▶ Task set:
**a.** In the weird news column, replace "Pokemon cards" with "baseball cards" and write out the passage from "A land developer" to "station (Modesto, Calif.).".
**b.** Answer these questions from the weird news column:
(i) For how many years was Dawn Marie Sprinkle ordered not to get pregnant?
(ii) At which arena did a 22-year-old man fall to his death after sliding backward down a banister?
(iii) How many mayors lost their jobs when the new provincial law in Newfoundland took effect?
**c.** Rewrite the paragraph of the weird news column that begins "A 24-year-old man accidentally shot himself" as a bulleted list, keeping its main facts.

▶ Text segment:
Parenting Licenses Revoked

In February, Dawn Marie Sprinkle, 29, was ordered by a judge in Helena, Mont., not to get pregnant for the next 10 years; she had failed several drug tests after her conviction for giving birth to a girl with amphetamines in her system. And in February, Kathy Looney, 29, was ordered by a judge in Monroe, La., to choose between sterilization and 10 years in prison, following her conviction for the extension-cord beatings of three of her eight children (all of whom she has now been denied custody).


In June 1999, News of the Weird reported that Palestinian researcher (and 15-year U.S. resident) Mazen Al-Najjar had just completed his second year of federal incarceration in Bradenton, Fla., having never been charged with a crime and never told of the "evidence" against him. In February 2000, the FBI's General Counsel told a House immigration subcommittee that four other men are similarly incarcerated with no chance to present favorable evidence or to cross-examine witnesses against them. These exceptions to fundamental American rights are apparently permitted under a 1996 anti-terrorism law even though the "terrorism" evidence is known only to a few people in the U.S. government.

Thinning the Herd

A 24-year-old man accidentally shot himself to death in London, Ohio, in February while doing a scene with two friends in a rap music video. In other horseplay tragedies, a 22-year-old man fell to his death after sliding backward down a banister at America West Arena during the Phoenix Suns' basketball game on Dec. 20, and a 26-year-old standout amateur wrestler fell to his death from a Las Vegas light pole he had climbed in order to celebrate New Year's Eve better.

Also, in the Last Month ...

A land developer filed a lawsuit against a former city councilman for the return of the $25,000 bribe he paid (and for which both had gone to prison) (Kansas City, Mo.). A sixth-grader won a $1,500 judgment in small claims court against his school, which lost his 161 Pokemon cards after confiscating them (Pittsburg, Calif.). Twenty-one mayors and more than 100 other officials lost their jobs when a new provincial law in Newfoundland took effect, tossing out any officeholder who owes back taxes. A couple on a Valentine's Day holiday lit romantic candles, accidentally setting a major fire in their hotel (Hull, Quebec). Two teen-age boys fled police rather than stop for a minor equipment violation but were caught when they accidentally crashed their car into a police station (Modesto, Calif.).

▶ Supplied information:
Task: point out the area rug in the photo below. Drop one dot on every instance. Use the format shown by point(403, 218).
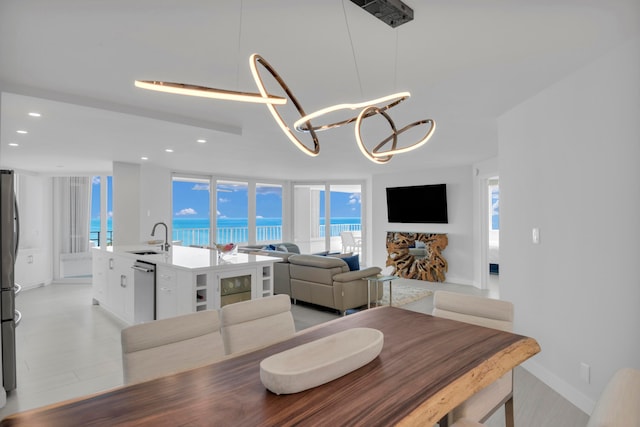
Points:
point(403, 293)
--
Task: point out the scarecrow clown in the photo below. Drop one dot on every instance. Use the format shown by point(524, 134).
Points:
...
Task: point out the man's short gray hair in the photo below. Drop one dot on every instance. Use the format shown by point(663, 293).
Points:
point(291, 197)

▶ Solutions per task:
**a.**
A land developer filed a lawsuit against a former city councilman for the return of the $25,000 bribe he paid (and for which both had gone to prison) (Kansas City, Mo.). A sixth-grader won a $1,500 judgment in small claims court against his school, which lost his 161 baseball cards after confiscating them (Pittsburg, Calif.). Twenty-one mayors and more than 100 other officials lost their jobs when a new provincial law in Newfoundland took effect, tossing out any officeholder who owes back taxes. A couple on a Valentine's Day holiday lit romantic candles, accidentally setting a major fire in their hotel (Hull, Quebec). Two teen-age boys fled police rather than stop for a minor equipment violation but were caught when they accidentally crashed their car into a police station (Modesto, Calif.).

**b.**
(i) 10 years
(ii) America West Arena
(iii) Twenty-one

**c.**
- A 24-year-old man accidentally shot himself to death in London, Ohio, in February while doing a scene with two friends in a rap music video.
- A 22-year-old man fell to his death after sliding backward down a banister at America West Arena during the Phoenix Suns' basketball game on Dec. 20.
- A 26-year-old standout amateur wrestler fell to his death from a Las Vegas light pole he had climbed to celebrate New Year's Eve.